→ Your objective
Gather every line of the items below that contains the string "Target" and copy each one out. Matches must have the same capitalization.

→ Items
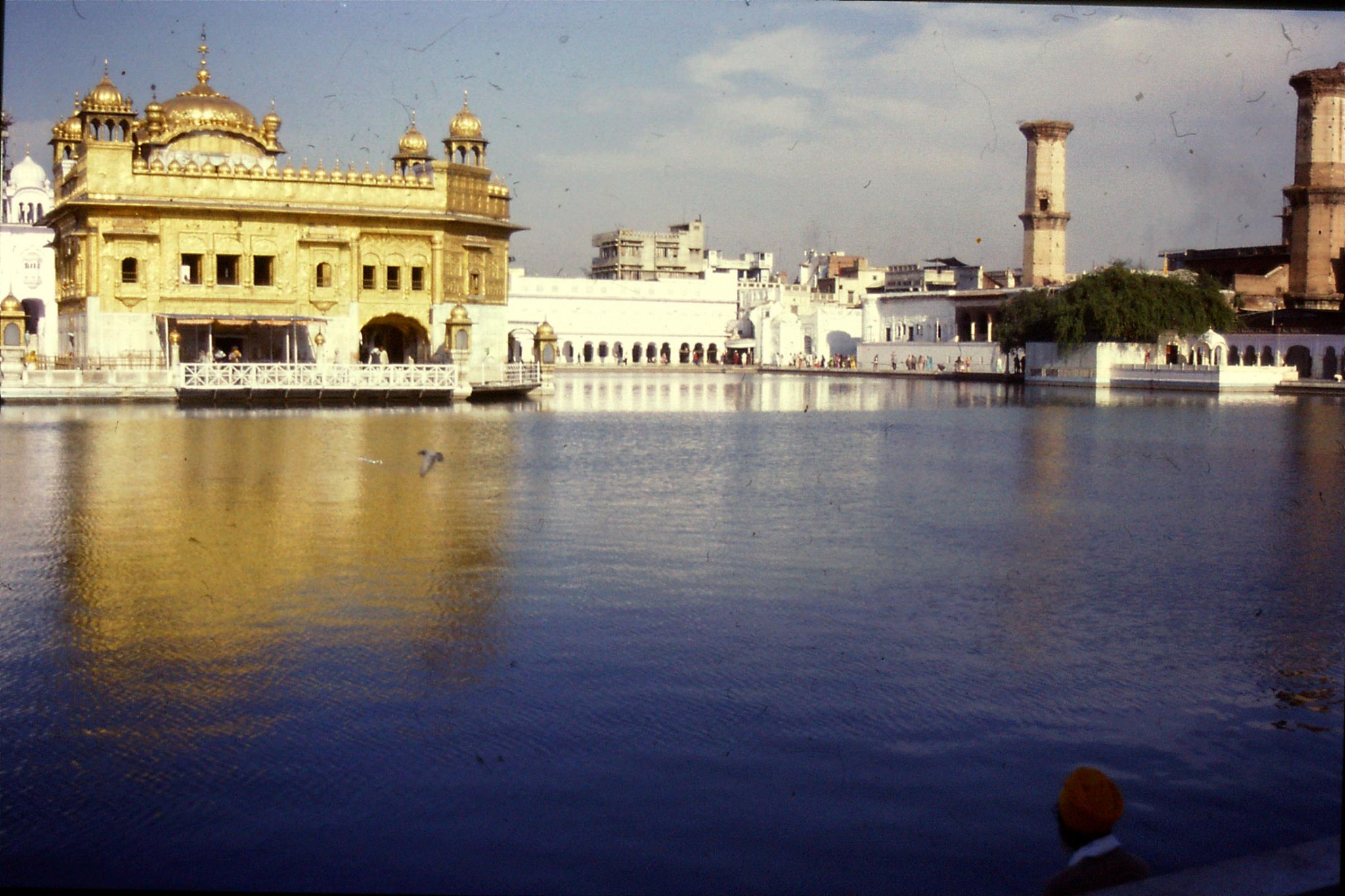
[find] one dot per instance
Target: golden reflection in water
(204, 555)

---

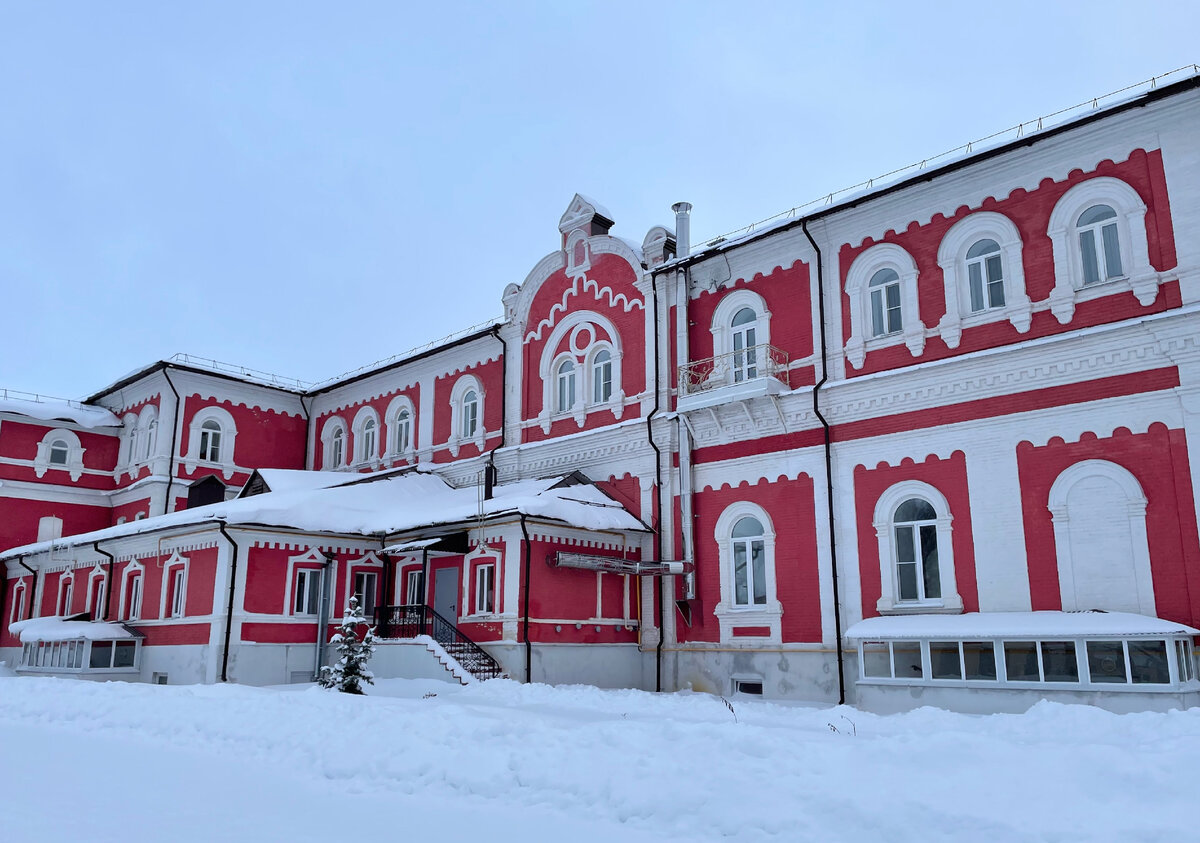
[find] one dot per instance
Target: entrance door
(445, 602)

* * *

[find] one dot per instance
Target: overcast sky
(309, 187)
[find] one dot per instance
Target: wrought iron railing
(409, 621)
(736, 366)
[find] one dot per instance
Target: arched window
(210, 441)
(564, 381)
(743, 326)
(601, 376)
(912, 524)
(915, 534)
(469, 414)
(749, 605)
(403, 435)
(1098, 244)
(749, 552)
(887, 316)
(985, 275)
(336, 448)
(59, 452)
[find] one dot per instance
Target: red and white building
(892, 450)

→ The response
Target: golden reflection in water
Target: entrance door
Target: overcast sky
Target: wrought iron railing
Target: arched window
Target: red and white building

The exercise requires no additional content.